## What you are asked to do
Word for word, restate every entry shown below.

## Provided information
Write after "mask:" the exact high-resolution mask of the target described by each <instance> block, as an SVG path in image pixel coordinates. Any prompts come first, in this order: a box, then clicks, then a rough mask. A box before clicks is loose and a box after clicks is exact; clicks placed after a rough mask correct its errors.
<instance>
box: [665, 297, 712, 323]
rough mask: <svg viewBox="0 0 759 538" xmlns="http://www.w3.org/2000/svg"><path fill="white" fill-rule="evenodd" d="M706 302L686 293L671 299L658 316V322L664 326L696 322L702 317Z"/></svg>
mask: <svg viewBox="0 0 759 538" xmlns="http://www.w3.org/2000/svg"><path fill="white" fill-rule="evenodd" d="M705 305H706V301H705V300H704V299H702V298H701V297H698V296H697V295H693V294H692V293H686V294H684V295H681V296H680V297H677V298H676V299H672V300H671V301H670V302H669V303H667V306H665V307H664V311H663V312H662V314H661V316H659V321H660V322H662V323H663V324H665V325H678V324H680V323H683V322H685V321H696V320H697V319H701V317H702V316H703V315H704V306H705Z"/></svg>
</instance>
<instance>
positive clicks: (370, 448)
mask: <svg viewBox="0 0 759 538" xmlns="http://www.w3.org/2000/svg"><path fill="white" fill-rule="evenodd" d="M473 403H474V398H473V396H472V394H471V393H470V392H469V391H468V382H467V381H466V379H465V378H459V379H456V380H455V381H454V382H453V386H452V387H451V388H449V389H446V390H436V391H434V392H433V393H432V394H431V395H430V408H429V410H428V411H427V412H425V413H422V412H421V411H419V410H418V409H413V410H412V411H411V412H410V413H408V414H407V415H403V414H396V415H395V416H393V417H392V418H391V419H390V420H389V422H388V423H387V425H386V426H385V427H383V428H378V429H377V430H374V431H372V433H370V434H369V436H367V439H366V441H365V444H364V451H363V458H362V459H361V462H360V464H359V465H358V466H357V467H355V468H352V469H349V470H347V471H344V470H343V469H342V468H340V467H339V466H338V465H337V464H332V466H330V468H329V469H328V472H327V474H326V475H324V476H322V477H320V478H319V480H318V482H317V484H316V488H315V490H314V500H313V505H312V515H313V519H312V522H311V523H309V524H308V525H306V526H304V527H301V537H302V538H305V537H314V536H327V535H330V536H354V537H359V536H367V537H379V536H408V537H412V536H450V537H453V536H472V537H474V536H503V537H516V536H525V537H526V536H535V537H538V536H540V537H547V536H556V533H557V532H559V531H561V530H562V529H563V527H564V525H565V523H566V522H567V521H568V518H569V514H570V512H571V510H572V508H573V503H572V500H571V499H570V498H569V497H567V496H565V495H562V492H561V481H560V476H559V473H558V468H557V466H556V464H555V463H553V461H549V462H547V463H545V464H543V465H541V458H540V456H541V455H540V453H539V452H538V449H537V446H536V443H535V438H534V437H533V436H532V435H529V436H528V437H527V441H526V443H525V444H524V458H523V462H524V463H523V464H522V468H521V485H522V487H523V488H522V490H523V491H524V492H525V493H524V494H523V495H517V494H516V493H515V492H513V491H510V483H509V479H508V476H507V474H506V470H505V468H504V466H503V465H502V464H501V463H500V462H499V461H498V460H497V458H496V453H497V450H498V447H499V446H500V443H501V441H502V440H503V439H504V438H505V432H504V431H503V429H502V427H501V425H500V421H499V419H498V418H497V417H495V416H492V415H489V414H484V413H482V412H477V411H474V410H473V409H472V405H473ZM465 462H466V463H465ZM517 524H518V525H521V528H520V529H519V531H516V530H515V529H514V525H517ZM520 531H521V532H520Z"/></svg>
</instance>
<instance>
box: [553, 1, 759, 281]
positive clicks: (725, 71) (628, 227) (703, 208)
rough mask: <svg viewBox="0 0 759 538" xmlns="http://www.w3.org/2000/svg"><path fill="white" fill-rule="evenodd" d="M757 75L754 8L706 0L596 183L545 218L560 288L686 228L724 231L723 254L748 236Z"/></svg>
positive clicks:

## Written reply
Write after "mask:" the exact high-resolution mask of the target described by each <instance> block, as an SVG path in image pixel coordinates. Any prompts come first, in this order: a box, then clicks, then a rough mask. A box before clicks is loose and a box after clicks is exact; clicks placed after a rough mask correct its errors.
<instance>
box: [665, 297, 712, 323]
rough mask: <svg viewBox="0 0 759 538" xmlns="http://www.w3.org/2000/svg"><path fill="white" fill-rule="evenodd" d="M706 302L686 293L671 299L658 316V322L664 326L696 322L702 317Z"/></svg>
mask: <svg viewBox="0 0 759 538" xmlns="http://www.w3.org/2000/svg"><path fill="white" fill-rule="evenodd" d="M705 305H706V301H705V300H704V299H702V298H701V297H698V296H697V295H693V294H692V293H686V294H684V295H681V296H680V297H677V298H676V299H672V300H671V301H670V302H669V303H667V306H665V307H664V311H663V312H662V314H661V316H659V321H660V322H662V323H663V324H665V325H678V324H680V323H683V322H685V321H696V320H697V319H701V317H702V316H703V315H704V306H705Z"/></svg>
</instance>
<instance>
positive clicks: (370, 448)
mask: <svg viewBox="0 0 759 538" xmlns="http://www.w3.org/2000/svg"><path fill="white" fill-rule="evenodd" d="M473 403H474V398H473V396H472V394H471V393H470V392H469V391H468V382H467V381H466V379H465V378H459V379H456V380H455V381H454V382H453V386H452V387H451V388H449V389H446V390H436V391H434V392H433V393H432V394H431V395H430V408H429V410H428V411H427V412H425V413H422V412H421V411H419V410H418V409H413V410H412V411H411V412H410V413H408V414H407V415H403V414H396V415H395V416H393V417H392V418H391V419H390V420H389V422H388V423H387V425H386V426H385V427H383V428H378V429H377V430H374V431H372V433H370V434H369V436H367V439H366V441H365V444H364V451H363V458H362V459H361V462H360V464H359V465H358V466H357V467H355V468H352V469H349V470H347V471H344V470H343V469H342V468H340V467H339V466H338V465H337V464H332V466H330V468H329V469H328V472H327V474H326V475H324V476H322V477H320V478H319V480H318V482H317V484H316V488H315V490H314V500H313V505H312V515H313V519H312V522H311V523H309V524H308V525H306V526H304V527H301V537H302V538H305V537H314V536H327V535H330V536H354V537H359V536H367V537H379V536H408V537H412V536H450V537H453V536H472V537H474V536H503V537H516V536H525V537H526V536H535V537H538V536H540V537H547V536H556V533H557V532H559V531H561V530H562V529H563V527H564V525H565V523H566V522H567V521H568V518H569V514H570V512H571V510H572V508H573V503H572V500H571V499H570V498H569V497H567V496H565V495H562V492H561V481H560V476H559V473H558V468H557V466H556V464H555V463H553V461H549V462H547V463H545V464H543V465H541V458H540V456H541V455H540V453H539V452H538V449H537V446H536V443H535V438H534V437H533V436H532V435H529V436H528V437H527V441H526V443H525V444H524V458H523V462H524V463H523V464H522V468H521V485H522V487H523V488H522V490H523V491H524V492H525V493H524V494H523V495H517V494H516V493H515V492H513V491H510V483H509V479H508V476H507V474H506V470H505V468H504V466H503V465H502V464H501V463H500V462H499V461H498V460H497V458H496V453H497V450H498V447H499V446H500V443H501V441H502V440H503V439H504V438H505V432H504V431H503V429H502V427H501V425H500V421H499V419H498V418H497V417H495V416H492V415H489V414H484V413H482V412H477V411H474V410H473V409H472V405H473ZM465 462H466V463H465ZM517 524H518V525H521V528H520V529H519V531H516V530H515V529H514V525H517ZM520 531H521V532H520Z"/></svg>
</instance>
<instance>
box: [553, 1, 759, 281]
positive clicks: (725, 71) (628, 227) (703, 208)
rough mask: <svg viewBox="0 0 759 538" xmlns="http://www.w3.org/2000/svg"><path fill="white" fill-rule="evenodd" d="M757 75L754 8L706 0L596 183L545 218L560 288L686 228L724 231L723 254L748 236Z"/></svg>
positive clicks:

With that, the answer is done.